Task statement: Reproduce every entry exactly as written.

◇ ◇ ◇ ◇ ◇ ◇ ◇

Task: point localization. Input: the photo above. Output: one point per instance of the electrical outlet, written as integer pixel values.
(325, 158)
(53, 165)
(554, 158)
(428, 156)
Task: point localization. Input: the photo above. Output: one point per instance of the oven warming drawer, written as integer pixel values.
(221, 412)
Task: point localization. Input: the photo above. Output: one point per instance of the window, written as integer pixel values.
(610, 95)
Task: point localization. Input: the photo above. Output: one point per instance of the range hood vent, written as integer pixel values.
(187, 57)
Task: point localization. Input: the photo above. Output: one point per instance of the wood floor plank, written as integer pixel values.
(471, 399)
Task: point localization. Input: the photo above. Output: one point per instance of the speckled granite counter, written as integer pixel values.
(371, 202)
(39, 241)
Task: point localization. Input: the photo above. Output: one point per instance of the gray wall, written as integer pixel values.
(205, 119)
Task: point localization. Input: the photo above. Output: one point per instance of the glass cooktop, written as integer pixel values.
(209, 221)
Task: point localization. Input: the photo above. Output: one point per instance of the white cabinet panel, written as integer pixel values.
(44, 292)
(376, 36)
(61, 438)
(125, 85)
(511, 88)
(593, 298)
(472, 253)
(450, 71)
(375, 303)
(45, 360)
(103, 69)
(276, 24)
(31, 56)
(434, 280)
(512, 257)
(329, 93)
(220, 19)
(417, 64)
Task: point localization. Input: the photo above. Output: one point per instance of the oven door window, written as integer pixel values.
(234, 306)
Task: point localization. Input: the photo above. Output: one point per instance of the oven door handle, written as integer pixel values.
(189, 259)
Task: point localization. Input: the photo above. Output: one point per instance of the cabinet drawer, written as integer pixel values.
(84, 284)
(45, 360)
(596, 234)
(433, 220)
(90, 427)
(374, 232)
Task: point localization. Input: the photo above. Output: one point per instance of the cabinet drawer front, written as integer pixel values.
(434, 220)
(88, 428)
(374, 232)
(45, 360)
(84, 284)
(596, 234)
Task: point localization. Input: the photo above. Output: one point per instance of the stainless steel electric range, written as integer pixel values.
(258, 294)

◇ ◇ ◇ ◇ ◇ ◇ ◇

Task result:
Task: point localization. Input: the photo above. Output: one point per instance of the electrical outlet, written as integer pixel values.
(325, 158)
(53, 165)
(554, 158)
(428, 156)
Task: point localization. Input: the photo above. Output: one point per instance of the oven warming drawer, written as integer pixel values.
(221, 412)
Task: point localization. Input: the photo above. Output: one point per instance of the window, written as integer pixel values.
(610, 95)
Task: point localization. Input: the photo above. Output: one point per instance of the range hood vent, written as integer pixel values.
(187, 57)
Task: point localization. Input: the photo above. Output: one point per instance of the wood floor plank, written as integer pixel values.
(471, 399)
Task: point localization. Input: the photo above. Output: one point per instance of the speckled granite counter, written as integer pixel values.
(371, 202)
(39, 241)
Task: point localization. Input: the photo above. Output: one point per instance of the gray wall, written as integer pixel values.
(205, 119)
Task: point localization. Input: the photo above. Output: one point per instance of the glass cooktop, written as integer pixel values.
(209, 221)
Task: point localization. Input: the photo above. Output: one point per instance of the white cabinet panel, written as integer pixel values.
(44, 292)
(376, 36)
(61, 438)
(125, 85)
(511, 88)
(593, 298)
(472, 253)
(450, 71)
(375, 303)
(45, 360)
(103, 69)
(276, 24)
(31, 56)
(434, 280)
(512, 257)
(329, 93)
(220, 19)
(417, 64)
Task: point localization. Input: the photo above. Output: one point per instance of the oven door window, written as integer pixel values.
(234, 306)
Task: point localization. Input: the photo above. Output: one point per instance of the oven door handle, written as integer pixel values.
(189, 259)
Task: point localization. Input: the photo above. Output: one point per instance of the cabinet drawer, written as integer pixel values.
(84, 284)
(45, 360)
(596, 234)
(433, 220)
(90, 427)
(374, 232)
Task: point localization. Input: the photo above. Output: one point per instance of the cabinet drawer front, written as integer pixel values.
(434, 220)
(88, 428)
(374, 232)
(45, 360)
(84, 284)
(596, 234)
Task: point localization. Input: the photo above. Output: one point per instance of the stainless steel electric range, written as integer pixel values.
(258, 294)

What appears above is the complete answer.